### PROBLEM
Rewrite each of the items below, substituting "Mark" for every occurrence of "Annotate" and leaving all other text unchanged.
** BEGIN **
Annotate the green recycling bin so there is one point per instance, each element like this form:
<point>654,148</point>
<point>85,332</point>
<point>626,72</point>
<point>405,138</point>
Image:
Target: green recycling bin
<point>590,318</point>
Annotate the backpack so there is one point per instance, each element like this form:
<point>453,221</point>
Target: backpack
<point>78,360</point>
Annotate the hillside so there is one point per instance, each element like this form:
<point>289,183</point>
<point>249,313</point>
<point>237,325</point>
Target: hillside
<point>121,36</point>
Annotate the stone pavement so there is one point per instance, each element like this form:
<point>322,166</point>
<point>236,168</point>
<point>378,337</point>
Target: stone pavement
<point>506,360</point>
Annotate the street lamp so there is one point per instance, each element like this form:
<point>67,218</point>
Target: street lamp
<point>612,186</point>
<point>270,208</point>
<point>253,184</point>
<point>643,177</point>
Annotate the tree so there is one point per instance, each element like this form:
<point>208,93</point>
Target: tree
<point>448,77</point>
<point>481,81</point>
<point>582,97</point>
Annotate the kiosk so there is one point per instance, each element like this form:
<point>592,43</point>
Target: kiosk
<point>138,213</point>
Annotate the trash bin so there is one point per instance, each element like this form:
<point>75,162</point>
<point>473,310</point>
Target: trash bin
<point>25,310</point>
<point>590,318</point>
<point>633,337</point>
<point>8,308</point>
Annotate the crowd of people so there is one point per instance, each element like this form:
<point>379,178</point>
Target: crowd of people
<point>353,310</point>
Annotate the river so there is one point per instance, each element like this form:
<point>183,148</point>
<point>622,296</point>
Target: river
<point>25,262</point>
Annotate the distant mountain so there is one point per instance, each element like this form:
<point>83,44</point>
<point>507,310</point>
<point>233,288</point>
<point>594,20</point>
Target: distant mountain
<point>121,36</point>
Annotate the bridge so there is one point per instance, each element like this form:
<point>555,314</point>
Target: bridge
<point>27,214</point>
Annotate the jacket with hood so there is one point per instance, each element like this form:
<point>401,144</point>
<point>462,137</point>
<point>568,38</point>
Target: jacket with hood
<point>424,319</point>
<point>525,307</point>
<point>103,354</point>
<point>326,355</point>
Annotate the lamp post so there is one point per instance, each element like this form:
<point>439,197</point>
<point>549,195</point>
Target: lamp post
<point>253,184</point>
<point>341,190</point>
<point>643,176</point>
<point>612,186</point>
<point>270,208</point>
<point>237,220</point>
** END **
### THE SOLUTION
Mark the green recycling bin so there is one point per instance, each element like this form:
<point>654,148</point>
<point>85,332</point>
<point>626,72</point>
<point>405,138</point>
Image:
Target: green recycling bin
<point>590,318</point>
Mark the backpack so there is one point per instance, each element like this form:
<point>453,221</point>
Target: backpack
<point>78,360</point>
Mark the hillside so there is one point per instance, each element like this form:
<point>289,183</point>
<point>249,313</point>
<point>237,325</point>
Target: hillside
<point>121,36</point>
Mark the stone pavement so there is one point per instance, each element like this form:
<point>322,166</point>
<point>236,168</point>
<point>378,337</point>
Target: stone pavement
<point>506,360</point>
Mark the street lamp so there is one point per instance, each element like this form:
<point>67,218</point>
Target: street lamp
<point>612,186</point>
<point>270,208</point>
<point>253,184</point>
<point>643,177</point>
Mark the tree so there is one point per instance, each element like this form:
<point>208,93</point>
Target: tree
<point>448,77</point>
<point>481,81</point>
<point>582,97</point>
Mark the kiosk so there is one point per instance, each element like this form:
<point>592,43</point>
Target: kiosk
<point>138,213</point>
Mark the trash bin so there is one point per instance, each element like this form:
<point>75,162</point>
<point>473,310</point>
Target: trash bin
<point>25,310</point>
<point>590,318</point>
<point>633,337</point>
<point>8,308</point>
Mark the crowd of people so there is one point per instance, each element like this form:
<point>379,178</point>
Target: crowd of people
<point>353,310</point>
Mark the river so there is one point per instance, each element like this form:
<point>183,148</point>
<point>622,296</point>
Target: river
<point>25,262</point>
Mark the distant mountain so there is one point per instance, each element like this form:
<point>83,44</point>
<point>507,310</point>
<point>233,288</point>
<point>594,20</point>
Target: distant mountain
<point>121,36</point>
Mark the bridge so there is one point per instance, each element like this form:
<point>555,314</point>
Target: bridge
<point>27,214</point>
Mark the jacket with hood so there is one point per instance, each element like this form:
<point>401,144</point>
<point>462,137</point>
<point>568,38</point>
Target: jacket with hood
<point>424,319</point>
<point>525,307</point>
<point>103,354</point>
<point>326,355</point>
Mark the lamp post so there is one point per instance, each element like this form:
<point>439,197</point>
<point>549,195</point>
Target: lamp post
<point>253,184</point>
<point>341,190</point>
<point>643,176</point>
<point>612,186</point>
<point>270,208</point>
<point>237,220</point>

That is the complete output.